**Given request:** Rewrite the entries from the line that contains "shirt above? Mark it with a dot." through the last one, swapping "wooden post" for "timber post" and leaving everything else unchanged.

**Listing:**
>> Start

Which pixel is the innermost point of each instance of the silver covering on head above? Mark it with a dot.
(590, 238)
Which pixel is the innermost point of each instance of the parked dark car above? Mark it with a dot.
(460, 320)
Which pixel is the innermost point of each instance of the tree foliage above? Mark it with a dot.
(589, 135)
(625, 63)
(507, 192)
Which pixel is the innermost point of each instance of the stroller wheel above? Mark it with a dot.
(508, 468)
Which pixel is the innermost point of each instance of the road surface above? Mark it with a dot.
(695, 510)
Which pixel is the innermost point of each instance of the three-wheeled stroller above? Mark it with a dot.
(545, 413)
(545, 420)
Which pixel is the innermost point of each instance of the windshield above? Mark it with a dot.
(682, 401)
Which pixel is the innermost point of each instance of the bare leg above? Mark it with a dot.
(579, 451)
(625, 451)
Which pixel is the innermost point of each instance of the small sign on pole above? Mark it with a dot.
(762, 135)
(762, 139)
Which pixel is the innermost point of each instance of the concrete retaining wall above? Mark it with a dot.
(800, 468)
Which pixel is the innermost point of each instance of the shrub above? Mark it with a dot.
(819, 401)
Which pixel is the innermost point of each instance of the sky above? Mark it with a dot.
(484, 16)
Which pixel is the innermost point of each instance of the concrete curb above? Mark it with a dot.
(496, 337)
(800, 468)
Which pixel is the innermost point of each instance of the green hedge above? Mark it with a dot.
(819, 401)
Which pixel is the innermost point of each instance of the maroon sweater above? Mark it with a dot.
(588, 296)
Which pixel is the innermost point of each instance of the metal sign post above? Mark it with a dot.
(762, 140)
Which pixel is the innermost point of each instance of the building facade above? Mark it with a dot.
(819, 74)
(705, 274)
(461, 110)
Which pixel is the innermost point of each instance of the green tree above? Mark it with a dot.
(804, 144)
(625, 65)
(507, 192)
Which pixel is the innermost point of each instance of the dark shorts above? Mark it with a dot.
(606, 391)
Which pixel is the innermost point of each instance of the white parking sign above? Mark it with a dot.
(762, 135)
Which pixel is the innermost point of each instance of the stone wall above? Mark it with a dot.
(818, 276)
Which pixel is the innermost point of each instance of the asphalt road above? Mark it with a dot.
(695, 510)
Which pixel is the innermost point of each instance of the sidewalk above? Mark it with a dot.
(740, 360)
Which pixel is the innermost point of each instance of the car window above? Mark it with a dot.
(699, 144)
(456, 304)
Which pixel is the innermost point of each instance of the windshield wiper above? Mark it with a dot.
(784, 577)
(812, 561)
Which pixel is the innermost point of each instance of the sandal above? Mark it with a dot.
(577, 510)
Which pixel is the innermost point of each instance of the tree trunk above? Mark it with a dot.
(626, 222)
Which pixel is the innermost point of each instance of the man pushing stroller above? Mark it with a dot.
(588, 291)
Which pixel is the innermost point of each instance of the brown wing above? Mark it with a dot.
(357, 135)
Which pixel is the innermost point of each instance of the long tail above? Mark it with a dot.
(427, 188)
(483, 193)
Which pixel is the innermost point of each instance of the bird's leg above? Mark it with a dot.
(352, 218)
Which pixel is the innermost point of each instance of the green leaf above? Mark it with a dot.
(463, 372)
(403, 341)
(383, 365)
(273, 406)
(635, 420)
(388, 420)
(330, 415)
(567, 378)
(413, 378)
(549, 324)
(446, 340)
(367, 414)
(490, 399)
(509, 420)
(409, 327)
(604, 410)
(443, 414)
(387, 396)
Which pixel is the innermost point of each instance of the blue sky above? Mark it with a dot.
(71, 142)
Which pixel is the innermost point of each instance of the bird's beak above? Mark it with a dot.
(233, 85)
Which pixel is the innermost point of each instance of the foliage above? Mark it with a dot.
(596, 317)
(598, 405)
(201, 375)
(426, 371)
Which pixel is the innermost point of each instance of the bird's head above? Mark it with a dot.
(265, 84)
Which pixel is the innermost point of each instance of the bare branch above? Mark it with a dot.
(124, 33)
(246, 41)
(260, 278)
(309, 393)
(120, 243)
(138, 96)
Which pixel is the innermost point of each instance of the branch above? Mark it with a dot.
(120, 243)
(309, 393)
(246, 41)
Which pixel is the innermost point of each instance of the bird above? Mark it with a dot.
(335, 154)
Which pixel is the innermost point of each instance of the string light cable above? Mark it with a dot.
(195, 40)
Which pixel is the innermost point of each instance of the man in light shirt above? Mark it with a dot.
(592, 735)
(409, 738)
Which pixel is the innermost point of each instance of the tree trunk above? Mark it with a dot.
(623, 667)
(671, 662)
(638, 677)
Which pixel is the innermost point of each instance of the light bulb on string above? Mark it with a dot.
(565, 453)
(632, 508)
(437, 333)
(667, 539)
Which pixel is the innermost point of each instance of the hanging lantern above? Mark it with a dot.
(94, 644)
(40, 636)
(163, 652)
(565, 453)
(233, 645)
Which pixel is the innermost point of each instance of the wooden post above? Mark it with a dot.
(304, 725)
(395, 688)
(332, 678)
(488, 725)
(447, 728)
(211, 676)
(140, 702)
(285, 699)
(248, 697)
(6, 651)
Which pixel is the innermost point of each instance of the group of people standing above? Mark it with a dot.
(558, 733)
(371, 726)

>> End

**Response to the task:**
Which pixel is the innermost point of each instance of the man in light shirt above? Mark it with a dot.
(592, 735)
(409, 738)
Which pixel is the innermost point of each instance of the tree trunk above? Mark it with a dot.
(623, 667)
(671, 662)
(638, 677)
Which pixel is the innermost point of each instance of the light bulb on string above? Mark it with a dot.
(565, 453)
(632, 508)
(437, 333)
(667, 539)
Which pixel is the innermost point of each instance of the hanging lantern above? Mark it with a dot.
(94, 644)
(40, 636)
(163, 652)
(565, 453)
(233, 645)
Which pixel is the innermost point of each instance of the timber post above? Mark it with a dot.
(304, 725)
(395, 688)
(332, 678)
(488, 725)
(447, 728)
(211, 676)
(140, 702)
(285, 699)
(248, 697)
(6, 651)
Which pixel is the innermost point of each instance of the group of people standing above? Mark it with a dot.
(558, 733)
(371, 726)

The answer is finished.